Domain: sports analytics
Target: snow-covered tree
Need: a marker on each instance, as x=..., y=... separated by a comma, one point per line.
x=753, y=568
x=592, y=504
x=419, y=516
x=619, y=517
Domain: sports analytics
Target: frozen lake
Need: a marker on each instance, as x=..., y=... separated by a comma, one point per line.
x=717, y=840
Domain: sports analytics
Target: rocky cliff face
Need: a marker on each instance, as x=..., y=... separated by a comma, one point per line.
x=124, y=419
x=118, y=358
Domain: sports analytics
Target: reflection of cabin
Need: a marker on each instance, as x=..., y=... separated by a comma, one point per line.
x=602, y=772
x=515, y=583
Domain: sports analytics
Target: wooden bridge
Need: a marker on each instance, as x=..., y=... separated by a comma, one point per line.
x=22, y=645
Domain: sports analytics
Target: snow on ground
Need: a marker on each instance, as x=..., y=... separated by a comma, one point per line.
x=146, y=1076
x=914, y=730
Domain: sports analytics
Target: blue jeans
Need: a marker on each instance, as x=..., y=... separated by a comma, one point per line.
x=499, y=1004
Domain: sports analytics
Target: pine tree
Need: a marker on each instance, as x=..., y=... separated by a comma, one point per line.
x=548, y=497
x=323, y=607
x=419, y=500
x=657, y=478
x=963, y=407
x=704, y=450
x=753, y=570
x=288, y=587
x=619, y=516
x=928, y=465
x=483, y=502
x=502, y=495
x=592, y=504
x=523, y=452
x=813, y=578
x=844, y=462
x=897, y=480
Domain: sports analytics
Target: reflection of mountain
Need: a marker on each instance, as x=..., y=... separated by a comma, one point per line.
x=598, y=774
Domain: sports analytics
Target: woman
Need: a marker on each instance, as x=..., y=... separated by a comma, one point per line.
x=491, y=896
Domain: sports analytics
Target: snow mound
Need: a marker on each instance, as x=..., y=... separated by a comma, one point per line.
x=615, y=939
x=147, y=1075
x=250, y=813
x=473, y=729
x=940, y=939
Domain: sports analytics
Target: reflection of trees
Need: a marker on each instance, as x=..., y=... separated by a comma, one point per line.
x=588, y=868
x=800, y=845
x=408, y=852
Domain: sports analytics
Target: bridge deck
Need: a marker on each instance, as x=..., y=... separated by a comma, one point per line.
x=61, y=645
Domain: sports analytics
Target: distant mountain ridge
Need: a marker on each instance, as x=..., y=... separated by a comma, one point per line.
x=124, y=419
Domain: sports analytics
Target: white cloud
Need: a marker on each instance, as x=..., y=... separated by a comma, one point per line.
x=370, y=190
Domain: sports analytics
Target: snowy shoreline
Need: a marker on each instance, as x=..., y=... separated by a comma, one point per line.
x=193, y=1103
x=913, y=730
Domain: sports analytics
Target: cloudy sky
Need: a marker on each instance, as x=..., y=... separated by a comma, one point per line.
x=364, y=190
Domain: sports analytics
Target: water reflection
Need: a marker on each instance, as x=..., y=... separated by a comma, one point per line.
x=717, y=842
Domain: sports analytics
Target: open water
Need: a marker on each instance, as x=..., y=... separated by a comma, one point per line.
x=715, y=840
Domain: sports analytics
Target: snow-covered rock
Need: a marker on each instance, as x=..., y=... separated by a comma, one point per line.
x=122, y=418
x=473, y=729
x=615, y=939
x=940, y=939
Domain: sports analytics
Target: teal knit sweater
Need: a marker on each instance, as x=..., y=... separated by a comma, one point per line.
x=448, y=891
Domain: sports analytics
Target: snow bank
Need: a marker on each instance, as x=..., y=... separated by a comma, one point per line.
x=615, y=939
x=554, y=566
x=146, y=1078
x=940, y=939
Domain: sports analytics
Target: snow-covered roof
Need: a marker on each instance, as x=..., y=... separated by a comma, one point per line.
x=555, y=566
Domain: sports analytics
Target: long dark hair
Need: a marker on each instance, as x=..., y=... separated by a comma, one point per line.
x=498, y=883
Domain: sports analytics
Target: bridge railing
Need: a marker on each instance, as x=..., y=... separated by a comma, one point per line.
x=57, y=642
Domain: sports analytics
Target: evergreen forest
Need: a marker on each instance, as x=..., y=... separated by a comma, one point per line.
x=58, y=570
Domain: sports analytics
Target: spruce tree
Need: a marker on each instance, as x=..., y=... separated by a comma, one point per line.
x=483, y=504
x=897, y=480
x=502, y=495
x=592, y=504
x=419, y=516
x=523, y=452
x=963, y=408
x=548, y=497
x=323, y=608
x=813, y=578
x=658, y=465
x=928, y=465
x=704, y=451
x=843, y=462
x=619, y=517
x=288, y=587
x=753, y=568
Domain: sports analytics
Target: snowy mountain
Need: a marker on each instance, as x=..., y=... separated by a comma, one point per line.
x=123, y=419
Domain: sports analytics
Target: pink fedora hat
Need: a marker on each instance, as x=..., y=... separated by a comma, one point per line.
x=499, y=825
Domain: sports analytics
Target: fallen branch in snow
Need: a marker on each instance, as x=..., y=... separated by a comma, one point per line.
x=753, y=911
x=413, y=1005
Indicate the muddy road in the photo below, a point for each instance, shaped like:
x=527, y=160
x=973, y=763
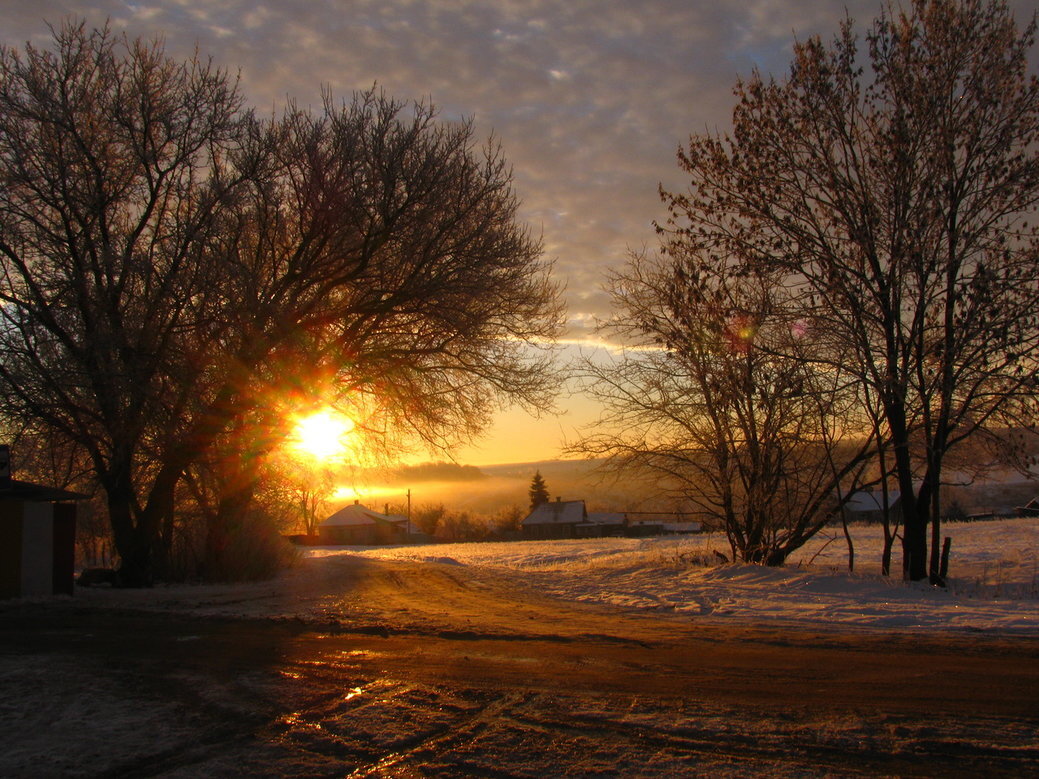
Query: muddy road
x=397, y=669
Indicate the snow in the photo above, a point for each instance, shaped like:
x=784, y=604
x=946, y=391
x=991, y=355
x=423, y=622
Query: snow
x=332, y=709
x=993, y=584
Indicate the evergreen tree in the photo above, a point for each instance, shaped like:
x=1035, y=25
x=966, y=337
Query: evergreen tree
x=538, y=492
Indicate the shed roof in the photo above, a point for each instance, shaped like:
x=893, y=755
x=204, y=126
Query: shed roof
x=28, y=491
x=557, y=512
x=872, y=501
x=355, y=514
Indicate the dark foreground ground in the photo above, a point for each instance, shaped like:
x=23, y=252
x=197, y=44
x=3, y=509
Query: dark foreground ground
x=430, y=671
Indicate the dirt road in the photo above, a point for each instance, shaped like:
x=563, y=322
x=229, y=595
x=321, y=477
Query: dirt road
x=436, y=670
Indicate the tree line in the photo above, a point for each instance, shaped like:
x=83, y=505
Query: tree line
x=847, y=294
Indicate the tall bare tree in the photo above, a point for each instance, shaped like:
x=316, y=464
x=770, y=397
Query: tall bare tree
x=174, y=270
x=714, y=399
x=895, y=191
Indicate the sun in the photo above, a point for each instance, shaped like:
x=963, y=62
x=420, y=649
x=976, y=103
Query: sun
x=322, y=434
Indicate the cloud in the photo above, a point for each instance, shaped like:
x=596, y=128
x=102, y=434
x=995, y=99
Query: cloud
x=590, y=98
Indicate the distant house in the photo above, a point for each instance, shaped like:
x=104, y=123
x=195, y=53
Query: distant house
x=570, y=519
x=360, y=526
x=1029, y=509
x=868, y=506
x=557, y=518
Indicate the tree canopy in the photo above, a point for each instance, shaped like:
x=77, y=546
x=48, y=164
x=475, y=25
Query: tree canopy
x=890, y=192
x=176, y=272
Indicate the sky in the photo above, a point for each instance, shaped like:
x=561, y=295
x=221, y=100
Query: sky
x=590, y=100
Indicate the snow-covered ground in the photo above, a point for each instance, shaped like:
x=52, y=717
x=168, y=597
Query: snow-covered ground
x=399, y=669
x=993, y=583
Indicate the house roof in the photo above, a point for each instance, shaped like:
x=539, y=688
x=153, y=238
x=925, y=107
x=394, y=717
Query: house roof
x=872, y=501
x=606, y=517
x=557, y=512
x=355, y=514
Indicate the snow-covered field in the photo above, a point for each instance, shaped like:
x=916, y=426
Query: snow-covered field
x=993, y=582
x=351, y=668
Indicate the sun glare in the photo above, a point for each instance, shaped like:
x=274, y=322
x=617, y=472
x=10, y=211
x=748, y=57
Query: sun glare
x=322, y=434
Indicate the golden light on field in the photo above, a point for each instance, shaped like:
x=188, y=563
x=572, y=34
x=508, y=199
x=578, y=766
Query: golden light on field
x=322, y=434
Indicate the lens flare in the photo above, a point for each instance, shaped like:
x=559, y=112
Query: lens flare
x=322, y=434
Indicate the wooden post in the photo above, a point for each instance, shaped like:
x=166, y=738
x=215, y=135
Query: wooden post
x=943, y=570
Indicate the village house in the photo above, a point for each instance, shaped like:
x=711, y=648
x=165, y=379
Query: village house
x=360, y=526
x=561, y=518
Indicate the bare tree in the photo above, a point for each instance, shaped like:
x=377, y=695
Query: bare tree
x=109, y=158
x=709, y=399
x=896, y=198
x=176, y=271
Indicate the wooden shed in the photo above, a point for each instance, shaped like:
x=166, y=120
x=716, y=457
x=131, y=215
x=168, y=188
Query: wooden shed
x=37, y=540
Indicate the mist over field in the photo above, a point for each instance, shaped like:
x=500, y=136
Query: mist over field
x=490, y=488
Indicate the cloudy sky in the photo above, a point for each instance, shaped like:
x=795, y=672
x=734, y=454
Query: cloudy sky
x=589, y=98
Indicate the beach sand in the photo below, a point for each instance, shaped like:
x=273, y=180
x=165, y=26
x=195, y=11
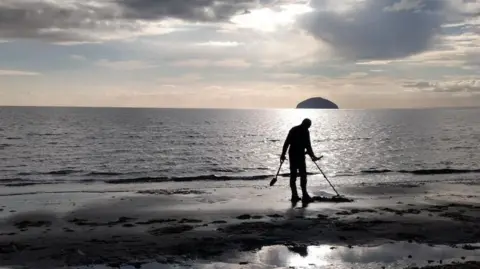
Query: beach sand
x=239, y=224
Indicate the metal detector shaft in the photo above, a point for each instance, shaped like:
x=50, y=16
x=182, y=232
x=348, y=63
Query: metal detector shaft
x=326, y=178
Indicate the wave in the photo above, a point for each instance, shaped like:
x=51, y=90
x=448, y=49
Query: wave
x=440, y=171
x=52, y=173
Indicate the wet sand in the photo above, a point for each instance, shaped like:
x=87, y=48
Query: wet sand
x=168, y=224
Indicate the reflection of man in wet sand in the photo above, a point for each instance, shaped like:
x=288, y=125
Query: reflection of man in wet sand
x=298, y=140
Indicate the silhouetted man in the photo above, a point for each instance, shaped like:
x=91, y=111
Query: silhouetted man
x=298, y=140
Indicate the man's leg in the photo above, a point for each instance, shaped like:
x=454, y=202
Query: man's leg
x=303, y=179
x=293, y=179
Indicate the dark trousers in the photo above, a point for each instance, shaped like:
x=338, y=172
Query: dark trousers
x=298, y=167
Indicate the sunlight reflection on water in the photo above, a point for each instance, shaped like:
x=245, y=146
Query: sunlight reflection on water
x=395, y=255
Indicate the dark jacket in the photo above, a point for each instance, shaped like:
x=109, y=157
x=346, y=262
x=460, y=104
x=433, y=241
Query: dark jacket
x=298, y=140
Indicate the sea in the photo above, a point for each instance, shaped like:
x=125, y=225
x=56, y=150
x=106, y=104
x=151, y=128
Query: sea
x=58, y=145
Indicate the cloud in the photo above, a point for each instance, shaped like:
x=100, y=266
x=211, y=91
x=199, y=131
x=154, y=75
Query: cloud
x=125, y=65
x=220, y=44
x=202, y=63
x=17, y=73
x=454, y=86
x=89, y=21
x=380, y=30
x=78, y=57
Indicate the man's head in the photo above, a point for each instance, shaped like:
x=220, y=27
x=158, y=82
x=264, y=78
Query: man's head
x=306, y=123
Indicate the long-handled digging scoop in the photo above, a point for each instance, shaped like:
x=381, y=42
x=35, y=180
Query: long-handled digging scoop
x=274, y=180
x=338, y=195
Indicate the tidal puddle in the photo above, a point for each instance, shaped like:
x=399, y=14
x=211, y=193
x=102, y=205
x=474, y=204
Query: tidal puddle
x=395, y=255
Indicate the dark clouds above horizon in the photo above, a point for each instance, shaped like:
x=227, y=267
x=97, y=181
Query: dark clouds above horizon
x=373, y=29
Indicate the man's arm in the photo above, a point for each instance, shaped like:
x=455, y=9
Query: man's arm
x=286, y=144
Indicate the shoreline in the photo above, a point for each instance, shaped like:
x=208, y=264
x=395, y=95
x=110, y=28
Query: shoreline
x=171, y=224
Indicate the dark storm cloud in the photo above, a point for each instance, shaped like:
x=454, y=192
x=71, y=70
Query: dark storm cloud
x=385, y=29
x=191, y=10
x=60, y=21
x=466, y=86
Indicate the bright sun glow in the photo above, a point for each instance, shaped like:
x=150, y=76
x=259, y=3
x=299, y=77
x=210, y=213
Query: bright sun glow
x=269, y=20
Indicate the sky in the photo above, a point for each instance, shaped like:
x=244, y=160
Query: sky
x=240, y=53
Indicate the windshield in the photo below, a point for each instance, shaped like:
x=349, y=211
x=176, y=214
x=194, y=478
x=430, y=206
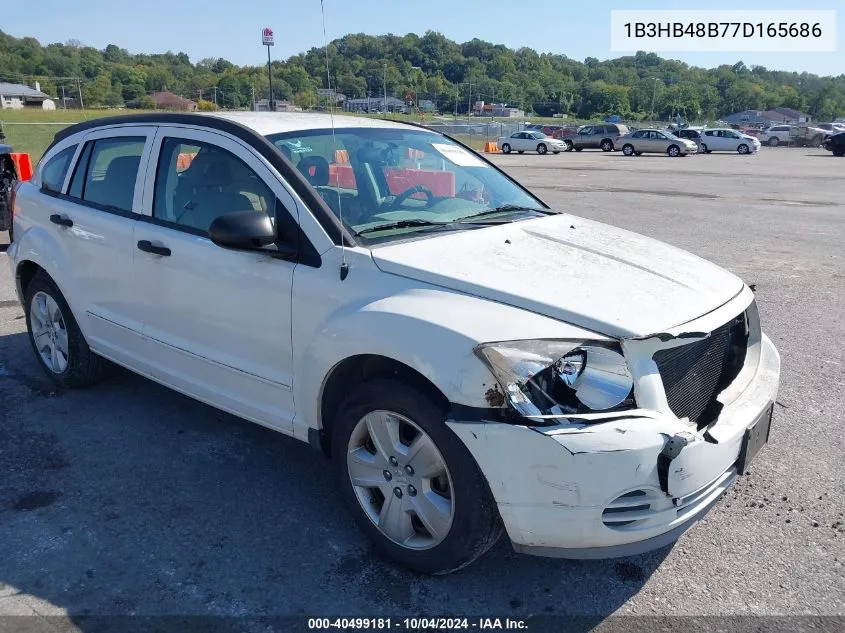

----------

Challenge |
Reproduce the material above verbatim, from the line containing "Indicate the village" through the line containing "x=298, y=167", and omit any pictures.

Worked solution |
Indicate the village house in the photo above, a point for each instance, shaped like:
x=711, y=648
x=165, y=379
Query: village house
x=360, y=526
x=561, y=518
Indicate the bare tree in the photo above, a point for each instance, shaped like:
x=377, y=695
Query: bare tree
x=109, y=158
x=709, y=399
x=896, y=198
x=176, y=271
Indicate the wooden shed in the photo above, a point for each instance, shaped like:
x=166, y=120
x=716, y=457
x=131, y=215
x=168, y=188
Query: wooden shed
x=37, y=540
Indicate the mist over field in the photo above, a point for each instance, shaped like:
x=500, y=136
Query: mist over field
x=490, y=488
Indicate the cloudy sky in the photo above, a point for each instance, shaped like:
x=795, y=672
x=734, y=454
Query: cloudy sky
x=589, y=98
Indicate the beach sand in the photo below, a point for each instance, shaped like:
x=273, y=180
x=165, y=26
x=195, y=11
Query: beach sand
x=239, y=224
Indicate the metal detector shaft in the photo above, a point for each instance, shaped like:
x=50, y=16
x=182, y=232
x=348, y=63
Query: metal detector shaft
x=326, y=178
Indicate the wave in the photo above, a point for each instance, shaped like:
x=51, y=90
x=448, y=49
Query: wave
x=440, y=171
x=52, y=173
Indicate the wet sand in the photo above, a point for each instance, shaped like:
x=87, y=48
Query: wet sand
x=168, y=224
Indicate the reflection of man in wet sand in the photo above, a point for each instance, shaped like:
x=288, y=125
Query: reflection of man in wet sand
x=298, y=140
Indicate the silhouetted man in the photo above, a point for each instance, shaped like:
x=91, y=111
Query: silhouetted man
x=298, y=140
Indicate the man's leg in the photo above, a point for each instance, shaped like:
x=454, y=202
Query: man's leg
x=303, y=179
x=293, y=179
Indicate the dark trousers in the photo above, a point for each instance, shaped like:
x=338, y=172
Query: dark trousers
x=298, y=167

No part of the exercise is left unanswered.